▶ **THE EXERCISE**: Copy the lines of the data listing below without any change, from the line containing "indicate the guardrail" through the final line, inclusive.

Data listing
++++++
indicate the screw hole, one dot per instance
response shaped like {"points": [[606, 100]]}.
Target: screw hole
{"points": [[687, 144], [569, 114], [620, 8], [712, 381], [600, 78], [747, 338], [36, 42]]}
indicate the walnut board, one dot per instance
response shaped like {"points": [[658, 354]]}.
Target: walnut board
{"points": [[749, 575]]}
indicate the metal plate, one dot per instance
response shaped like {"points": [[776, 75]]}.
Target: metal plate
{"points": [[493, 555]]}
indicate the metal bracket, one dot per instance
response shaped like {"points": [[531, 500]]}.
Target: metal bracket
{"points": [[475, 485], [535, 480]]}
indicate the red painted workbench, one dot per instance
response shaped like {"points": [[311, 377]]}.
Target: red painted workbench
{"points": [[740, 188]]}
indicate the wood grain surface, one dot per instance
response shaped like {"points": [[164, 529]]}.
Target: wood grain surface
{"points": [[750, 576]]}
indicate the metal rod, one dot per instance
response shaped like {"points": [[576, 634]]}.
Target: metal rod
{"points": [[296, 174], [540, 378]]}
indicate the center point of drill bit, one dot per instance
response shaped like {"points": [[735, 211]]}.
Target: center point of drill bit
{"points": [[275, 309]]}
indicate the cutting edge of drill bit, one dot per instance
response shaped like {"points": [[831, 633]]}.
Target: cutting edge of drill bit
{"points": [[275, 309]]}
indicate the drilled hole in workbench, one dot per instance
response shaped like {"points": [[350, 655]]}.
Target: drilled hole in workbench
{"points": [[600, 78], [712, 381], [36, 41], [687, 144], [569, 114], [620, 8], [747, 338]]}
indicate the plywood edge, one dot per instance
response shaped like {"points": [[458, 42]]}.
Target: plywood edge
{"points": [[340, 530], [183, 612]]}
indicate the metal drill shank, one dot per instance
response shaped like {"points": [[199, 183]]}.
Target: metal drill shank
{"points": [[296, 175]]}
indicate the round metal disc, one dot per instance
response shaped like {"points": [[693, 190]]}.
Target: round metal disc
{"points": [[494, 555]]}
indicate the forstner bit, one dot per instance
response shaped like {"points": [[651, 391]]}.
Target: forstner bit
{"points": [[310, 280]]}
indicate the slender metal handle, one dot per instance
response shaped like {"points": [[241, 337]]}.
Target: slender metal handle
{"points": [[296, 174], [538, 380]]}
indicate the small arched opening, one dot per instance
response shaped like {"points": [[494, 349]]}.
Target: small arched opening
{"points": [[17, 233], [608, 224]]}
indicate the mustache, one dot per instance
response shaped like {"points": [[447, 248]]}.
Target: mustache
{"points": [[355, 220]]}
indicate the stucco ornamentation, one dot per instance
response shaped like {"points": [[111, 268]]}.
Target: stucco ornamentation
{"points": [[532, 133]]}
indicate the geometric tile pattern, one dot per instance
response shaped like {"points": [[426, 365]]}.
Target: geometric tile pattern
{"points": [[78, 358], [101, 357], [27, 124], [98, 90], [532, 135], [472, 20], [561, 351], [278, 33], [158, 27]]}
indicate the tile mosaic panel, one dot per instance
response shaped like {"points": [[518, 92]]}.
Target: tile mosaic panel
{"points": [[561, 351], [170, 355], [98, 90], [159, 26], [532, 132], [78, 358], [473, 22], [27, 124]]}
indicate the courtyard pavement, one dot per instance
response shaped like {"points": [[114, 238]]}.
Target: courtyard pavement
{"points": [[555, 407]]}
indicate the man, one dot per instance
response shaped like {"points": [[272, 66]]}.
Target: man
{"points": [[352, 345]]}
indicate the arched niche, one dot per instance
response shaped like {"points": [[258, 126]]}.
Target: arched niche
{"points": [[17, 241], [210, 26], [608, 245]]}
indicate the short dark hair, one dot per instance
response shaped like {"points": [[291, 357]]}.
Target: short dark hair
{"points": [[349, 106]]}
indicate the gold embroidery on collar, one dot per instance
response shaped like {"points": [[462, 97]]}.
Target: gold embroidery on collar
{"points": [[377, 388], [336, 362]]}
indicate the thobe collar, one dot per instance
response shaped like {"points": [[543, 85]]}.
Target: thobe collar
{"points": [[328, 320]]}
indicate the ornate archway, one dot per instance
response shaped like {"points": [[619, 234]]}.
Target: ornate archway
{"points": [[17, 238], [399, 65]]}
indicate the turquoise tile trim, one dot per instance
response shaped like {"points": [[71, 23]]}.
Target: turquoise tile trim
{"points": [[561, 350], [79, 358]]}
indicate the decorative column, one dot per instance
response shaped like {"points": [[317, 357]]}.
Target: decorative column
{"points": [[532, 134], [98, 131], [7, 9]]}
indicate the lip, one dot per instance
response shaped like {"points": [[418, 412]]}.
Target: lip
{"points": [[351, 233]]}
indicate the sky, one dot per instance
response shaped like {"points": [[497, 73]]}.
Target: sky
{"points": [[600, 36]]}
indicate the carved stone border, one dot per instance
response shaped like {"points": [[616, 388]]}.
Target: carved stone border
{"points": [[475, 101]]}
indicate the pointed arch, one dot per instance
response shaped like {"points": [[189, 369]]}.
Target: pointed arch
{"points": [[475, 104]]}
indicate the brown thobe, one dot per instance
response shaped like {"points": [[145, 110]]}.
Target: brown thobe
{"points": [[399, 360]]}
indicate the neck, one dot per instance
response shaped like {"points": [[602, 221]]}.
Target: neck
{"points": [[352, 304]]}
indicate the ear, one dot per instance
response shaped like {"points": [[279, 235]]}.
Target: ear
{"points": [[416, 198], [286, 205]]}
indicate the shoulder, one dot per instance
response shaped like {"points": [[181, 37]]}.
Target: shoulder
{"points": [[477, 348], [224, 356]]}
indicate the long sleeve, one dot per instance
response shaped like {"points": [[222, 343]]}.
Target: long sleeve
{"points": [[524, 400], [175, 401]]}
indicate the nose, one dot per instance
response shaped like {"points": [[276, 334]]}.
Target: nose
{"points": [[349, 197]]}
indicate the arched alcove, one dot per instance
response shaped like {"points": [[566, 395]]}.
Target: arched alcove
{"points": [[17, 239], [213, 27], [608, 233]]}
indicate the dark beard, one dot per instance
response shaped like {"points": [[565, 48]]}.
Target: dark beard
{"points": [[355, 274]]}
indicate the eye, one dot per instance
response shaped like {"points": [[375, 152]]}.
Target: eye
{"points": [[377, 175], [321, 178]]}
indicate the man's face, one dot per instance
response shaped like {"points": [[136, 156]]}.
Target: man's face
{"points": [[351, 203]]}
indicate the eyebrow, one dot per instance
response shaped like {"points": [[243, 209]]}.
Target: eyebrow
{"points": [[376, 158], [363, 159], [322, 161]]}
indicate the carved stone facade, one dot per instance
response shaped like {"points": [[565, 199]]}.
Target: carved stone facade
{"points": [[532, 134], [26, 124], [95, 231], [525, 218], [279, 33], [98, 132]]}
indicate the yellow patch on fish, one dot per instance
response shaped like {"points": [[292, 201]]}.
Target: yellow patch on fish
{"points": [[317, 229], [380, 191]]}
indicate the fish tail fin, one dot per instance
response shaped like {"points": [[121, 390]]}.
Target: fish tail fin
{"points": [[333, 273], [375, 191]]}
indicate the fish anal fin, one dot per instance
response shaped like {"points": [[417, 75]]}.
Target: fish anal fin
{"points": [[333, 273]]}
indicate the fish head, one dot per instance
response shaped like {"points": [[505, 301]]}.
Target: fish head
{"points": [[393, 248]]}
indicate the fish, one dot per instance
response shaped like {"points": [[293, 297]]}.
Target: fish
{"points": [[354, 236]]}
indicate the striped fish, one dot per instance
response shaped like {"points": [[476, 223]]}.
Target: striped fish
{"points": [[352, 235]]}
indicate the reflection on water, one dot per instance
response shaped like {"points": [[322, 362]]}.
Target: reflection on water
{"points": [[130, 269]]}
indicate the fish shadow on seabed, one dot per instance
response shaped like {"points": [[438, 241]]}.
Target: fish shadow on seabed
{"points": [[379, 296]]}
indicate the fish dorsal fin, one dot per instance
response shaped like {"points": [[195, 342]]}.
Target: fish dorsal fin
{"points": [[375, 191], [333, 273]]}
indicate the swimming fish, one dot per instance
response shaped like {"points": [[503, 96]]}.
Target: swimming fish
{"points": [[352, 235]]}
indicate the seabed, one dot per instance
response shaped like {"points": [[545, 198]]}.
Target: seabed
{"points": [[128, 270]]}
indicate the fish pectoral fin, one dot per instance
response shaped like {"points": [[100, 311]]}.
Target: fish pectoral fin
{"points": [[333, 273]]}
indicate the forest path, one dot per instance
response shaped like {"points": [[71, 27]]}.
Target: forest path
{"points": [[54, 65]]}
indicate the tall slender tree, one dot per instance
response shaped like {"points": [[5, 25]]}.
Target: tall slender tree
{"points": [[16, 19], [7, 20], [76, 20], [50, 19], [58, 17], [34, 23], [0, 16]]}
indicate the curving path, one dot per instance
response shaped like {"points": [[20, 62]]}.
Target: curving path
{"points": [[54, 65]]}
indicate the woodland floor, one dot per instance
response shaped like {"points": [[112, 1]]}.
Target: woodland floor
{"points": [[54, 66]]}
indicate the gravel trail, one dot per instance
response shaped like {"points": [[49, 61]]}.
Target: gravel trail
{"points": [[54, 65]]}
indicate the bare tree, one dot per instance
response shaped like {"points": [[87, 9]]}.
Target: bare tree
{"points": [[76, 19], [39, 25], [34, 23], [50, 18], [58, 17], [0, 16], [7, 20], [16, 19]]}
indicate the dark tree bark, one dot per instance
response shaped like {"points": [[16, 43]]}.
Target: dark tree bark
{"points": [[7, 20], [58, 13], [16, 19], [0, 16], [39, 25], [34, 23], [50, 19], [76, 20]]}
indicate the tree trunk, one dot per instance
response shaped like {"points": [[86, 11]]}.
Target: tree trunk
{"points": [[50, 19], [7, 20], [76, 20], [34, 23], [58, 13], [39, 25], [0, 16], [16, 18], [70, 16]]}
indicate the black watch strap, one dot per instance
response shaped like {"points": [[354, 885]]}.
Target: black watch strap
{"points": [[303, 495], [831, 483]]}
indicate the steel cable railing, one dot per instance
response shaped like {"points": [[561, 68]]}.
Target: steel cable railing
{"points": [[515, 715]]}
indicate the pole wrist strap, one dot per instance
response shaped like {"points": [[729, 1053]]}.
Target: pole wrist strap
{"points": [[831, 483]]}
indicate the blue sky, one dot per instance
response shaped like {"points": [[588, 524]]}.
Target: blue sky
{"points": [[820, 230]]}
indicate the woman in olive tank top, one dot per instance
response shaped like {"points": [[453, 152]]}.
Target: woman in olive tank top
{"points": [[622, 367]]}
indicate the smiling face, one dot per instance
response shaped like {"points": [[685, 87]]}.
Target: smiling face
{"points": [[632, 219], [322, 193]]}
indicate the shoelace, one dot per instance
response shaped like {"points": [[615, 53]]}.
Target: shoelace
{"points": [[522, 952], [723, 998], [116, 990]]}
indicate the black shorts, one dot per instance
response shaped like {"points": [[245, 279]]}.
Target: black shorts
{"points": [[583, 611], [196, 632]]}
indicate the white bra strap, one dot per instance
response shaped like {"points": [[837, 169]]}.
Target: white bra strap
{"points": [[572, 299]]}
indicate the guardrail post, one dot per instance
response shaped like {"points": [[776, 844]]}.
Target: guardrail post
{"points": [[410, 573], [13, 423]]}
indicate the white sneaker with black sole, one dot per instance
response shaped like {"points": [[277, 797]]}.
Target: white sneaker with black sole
++++++
▶ **EXERCISE OUTPUT**:
indicate the guardrail post, one dot per instance
response shaped like {"points": [[776, 844]]}.
Target: guardrail post
{"points": [[410, 573], [13, 423]]}
indicate the white sneaker with black sole, one dot per instance
response shaped like {"points": [[277, 797]]}.
Target: white sneaker with black sole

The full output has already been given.